Task objective:
Reproduce word for word the lines below, starting with the first line and ending with the line containing "point(407, 37)", with both of those lines included.

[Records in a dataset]
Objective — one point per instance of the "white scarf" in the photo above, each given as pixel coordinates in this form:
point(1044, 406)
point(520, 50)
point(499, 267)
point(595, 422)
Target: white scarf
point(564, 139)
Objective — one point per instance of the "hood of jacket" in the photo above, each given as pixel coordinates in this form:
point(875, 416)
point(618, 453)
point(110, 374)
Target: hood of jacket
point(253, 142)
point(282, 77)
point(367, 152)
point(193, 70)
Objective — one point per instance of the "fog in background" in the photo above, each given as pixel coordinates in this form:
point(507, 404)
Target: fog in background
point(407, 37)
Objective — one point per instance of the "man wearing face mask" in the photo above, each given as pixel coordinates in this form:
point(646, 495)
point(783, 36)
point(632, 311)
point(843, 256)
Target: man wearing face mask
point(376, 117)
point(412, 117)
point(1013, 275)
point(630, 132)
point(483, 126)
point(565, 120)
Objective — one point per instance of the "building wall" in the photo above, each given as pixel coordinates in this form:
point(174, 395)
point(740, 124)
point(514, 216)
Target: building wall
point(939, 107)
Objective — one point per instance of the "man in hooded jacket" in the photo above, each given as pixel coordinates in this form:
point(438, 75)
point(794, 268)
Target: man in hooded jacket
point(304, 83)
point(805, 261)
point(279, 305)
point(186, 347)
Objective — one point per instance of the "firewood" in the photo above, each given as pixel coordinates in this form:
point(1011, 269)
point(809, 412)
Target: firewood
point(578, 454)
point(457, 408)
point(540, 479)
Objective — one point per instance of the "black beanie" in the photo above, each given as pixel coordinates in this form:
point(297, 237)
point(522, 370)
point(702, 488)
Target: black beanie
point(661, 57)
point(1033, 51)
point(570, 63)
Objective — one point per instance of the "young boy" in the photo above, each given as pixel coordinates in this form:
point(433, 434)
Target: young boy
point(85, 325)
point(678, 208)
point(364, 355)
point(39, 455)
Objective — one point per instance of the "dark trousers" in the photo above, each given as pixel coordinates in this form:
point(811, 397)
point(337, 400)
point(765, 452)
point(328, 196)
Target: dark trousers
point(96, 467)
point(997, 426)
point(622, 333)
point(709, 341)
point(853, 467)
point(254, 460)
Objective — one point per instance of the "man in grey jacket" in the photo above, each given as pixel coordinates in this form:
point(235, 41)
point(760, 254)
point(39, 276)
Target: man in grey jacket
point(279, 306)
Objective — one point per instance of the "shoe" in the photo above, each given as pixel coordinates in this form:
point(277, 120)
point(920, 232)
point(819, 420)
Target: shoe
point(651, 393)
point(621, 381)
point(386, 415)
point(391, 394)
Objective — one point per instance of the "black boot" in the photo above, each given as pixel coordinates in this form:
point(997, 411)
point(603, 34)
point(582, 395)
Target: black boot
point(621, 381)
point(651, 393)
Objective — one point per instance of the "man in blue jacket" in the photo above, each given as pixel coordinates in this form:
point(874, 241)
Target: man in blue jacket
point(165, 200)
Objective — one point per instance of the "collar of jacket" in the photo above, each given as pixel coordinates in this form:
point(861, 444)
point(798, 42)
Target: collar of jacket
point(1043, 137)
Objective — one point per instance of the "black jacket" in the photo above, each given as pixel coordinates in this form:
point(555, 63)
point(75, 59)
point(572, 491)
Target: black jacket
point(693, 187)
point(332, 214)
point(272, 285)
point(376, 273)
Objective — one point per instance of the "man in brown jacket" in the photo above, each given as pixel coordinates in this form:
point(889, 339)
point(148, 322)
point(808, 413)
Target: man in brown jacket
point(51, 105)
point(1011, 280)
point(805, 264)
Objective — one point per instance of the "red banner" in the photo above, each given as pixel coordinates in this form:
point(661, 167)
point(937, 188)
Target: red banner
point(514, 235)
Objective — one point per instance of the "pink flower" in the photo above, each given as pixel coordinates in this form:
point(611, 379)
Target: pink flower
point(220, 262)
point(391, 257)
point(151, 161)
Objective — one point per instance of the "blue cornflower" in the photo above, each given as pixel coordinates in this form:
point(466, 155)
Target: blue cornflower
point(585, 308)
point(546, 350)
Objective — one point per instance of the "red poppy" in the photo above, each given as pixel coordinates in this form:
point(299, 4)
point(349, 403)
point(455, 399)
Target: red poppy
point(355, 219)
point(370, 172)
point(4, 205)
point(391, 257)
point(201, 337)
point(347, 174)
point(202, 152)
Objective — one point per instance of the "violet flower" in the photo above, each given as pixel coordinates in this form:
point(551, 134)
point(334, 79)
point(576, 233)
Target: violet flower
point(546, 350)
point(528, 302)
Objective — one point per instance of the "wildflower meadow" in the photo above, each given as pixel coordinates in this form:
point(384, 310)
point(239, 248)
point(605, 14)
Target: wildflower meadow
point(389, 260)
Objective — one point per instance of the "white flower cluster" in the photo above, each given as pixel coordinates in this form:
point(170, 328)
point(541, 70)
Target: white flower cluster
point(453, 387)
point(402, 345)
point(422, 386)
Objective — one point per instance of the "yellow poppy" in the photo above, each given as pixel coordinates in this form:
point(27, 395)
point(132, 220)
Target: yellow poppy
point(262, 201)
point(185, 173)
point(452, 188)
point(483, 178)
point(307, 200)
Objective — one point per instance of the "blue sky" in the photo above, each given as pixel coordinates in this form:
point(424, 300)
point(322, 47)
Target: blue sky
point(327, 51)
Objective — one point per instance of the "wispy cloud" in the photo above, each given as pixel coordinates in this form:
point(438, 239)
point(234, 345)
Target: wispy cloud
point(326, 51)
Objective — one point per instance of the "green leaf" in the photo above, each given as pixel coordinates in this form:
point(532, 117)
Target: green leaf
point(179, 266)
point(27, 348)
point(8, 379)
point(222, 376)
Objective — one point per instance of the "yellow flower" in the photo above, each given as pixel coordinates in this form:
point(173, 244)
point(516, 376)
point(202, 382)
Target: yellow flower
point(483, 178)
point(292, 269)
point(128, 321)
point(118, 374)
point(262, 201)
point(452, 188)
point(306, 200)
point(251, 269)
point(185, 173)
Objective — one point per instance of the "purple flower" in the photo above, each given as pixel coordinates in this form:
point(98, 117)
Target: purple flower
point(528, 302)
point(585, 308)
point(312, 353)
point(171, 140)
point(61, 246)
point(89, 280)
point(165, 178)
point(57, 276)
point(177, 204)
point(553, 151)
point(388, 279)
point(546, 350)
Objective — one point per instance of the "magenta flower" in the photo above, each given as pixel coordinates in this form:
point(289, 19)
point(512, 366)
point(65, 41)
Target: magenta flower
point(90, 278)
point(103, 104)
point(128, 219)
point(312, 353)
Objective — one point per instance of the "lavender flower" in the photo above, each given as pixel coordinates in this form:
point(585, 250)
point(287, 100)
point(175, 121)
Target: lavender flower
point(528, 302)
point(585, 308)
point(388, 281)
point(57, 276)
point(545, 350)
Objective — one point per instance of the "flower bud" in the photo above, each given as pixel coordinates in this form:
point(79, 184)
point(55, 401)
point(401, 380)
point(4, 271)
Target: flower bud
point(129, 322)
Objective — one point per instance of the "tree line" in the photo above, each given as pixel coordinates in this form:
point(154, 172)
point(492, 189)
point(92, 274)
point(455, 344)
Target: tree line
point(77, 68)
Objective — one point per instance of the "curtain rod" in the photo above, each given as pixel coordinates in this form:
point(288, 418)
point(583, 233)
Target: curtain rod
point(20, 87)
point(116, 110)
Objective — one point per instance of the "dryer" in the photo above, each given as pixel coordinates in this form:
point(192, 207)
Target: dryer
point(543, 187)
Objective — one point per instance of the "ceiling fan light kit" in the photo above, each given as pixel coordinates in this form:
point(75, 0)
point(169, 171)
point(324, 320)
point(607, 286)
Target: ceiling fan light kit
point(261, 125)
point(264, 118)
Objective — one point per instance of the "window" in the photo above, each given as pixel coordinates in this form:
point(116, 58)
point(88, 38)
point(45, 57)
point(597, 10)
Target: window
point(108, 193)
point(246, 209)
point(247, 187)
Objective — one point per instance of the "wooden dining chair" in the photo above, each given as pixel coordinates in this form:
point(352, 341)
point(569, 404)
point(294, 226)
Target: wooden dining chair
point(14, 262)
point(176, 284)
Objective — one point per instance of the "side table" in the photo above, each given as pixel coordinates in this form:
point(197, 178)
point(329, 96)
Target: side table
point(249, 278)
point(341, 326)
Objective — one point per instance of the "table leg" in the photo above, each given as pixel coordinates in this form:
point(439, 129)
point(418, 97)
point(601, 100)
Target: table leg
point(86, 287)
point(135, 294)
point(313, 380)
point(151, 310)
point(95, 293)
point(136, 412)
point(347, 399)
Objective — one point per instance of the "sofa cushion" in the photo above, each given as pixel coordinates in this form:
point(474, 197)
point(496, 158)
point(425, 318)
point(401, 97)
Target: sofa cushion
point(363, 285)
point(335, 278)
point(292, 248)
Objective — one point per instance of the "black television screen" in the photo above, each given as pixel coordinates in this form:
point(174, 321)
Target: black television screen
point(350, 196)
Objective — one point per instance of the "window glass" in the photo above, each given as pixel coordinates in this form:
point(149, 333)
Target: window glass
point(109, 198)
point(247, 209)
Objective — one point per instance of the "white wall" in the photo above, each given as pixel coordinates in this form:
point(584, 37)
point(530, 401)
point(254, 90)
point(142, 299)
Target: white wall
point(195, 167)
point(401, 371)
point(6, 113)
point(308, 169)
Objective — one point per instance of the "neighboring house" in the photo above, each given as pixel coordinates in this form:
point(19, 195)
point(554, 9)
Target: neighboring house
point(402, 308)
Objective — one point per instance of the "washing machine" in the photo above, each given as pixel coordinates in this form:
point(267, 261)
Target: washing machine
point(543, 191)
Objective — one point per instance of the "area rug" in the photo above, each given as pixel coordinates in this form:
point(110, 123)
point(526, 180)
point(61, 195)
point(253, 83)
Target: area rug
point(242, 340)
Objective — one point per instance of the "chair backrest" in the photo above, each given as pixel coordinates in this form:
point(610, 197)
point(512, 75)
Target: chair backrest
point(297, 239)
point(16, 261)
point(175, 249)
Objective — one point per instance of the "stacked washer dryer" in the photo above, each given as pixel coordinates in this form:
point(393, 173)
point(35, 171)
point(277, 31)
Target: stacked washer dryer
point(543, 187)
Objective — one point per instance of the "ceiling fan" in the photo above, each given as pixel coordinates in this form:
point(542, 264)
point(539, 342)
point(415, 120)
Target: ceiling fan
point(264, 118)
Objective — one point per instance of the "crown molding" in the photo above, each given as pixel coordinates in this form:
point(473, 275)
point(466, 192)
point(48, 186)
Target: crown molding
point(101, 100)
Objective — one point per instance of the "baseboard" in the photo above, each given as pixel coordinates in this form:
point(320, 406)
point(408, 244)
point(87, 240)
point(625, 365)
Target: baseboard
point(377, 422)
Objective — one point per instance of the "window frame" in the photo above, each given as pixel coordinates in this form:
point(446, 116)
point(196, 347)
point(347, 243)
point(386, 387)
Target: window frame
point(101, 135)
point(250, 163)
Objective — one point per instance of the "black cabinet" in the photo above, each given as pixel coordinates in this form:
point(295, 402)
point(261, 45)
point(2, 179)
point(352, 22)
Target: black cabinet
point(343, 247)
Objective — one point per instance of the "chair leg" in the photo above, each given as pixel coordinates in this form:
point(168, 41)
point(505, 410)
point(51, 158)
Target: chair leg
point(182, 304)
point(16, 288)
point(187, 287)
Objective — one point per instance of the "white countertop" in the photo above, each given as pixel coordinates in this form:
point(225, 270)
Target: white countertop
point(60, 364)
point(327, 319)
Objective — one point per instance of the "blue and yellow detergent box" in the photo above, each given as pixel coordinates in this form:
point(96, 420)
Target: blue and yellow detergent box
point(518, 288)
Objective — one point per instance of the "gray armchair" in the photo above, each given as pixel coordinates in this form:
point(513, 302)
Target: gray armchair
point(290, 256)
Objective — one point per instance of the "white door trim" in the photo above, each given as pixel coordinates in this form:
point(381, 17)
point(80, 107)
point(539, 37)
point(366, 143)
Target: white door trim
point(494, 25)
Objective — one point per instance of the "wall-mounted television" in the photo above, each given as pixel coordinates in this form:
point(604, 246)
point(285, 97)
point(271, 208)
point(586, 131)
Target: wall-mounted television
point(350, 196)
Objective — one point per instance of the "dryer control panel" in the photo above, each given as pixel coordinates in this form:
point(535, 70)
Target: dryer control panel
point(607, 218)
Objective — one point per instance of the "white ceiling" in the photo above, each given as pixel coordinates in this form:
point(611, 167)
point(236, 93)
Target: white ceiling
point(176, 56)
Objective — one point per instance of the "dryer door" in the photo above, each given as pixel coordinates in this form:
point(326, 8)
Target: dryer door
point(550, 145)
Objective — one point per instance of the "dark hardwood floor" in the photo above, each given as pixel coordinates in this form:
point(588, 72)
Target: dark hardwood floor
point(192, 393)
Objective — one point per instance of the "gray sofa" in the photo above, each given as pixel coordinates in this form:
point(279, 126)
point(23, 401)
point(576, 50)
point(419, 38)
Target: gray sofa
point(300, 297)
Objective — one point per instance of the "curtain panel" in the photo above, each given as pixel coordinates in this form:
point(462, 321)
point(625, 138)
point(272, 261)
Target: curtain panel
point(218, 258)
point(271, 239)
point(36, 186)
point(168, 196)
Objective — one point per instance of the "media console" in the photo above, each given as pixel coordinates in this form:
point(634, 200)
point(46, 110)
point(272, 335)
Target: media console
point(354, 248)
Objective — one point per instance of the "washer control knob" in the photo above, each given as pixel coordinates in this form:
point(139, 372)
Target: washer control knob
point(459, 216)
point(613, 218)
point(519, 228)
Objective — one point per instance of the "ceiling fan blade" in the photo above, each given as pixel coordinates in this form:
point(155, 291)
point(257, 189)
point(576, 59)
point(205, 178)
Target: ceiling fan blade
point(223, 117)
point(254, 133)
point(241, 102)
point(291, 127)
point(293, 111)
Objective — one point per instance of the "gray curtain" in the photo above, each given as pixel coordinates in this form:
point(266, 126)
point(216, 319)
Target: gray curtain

Task response:
Objective — one point per instance of the "white scarf" in the photo above, each given as pixel coordinates in this form:
point(1044, 406)
point(520, 50)
point(499, 267)
point(595, 422)
Target: white scarf
point(564, 139)
Objective — one point per instance of the "hood of jacket" in the photo above, each given as pixel coordinates in this form:
point(875, 416)
point(618, 453)
point(110, 374)
Target: hood of jacket
point(253, 142)
point(282, 77)
point(367, 152)
point(193, 70)
Objective — one point per instance of the "fog in background" in the photo above, each given as pixel coordinates in this form:
point(507, 404)
Target: fog in background
point(407, 37)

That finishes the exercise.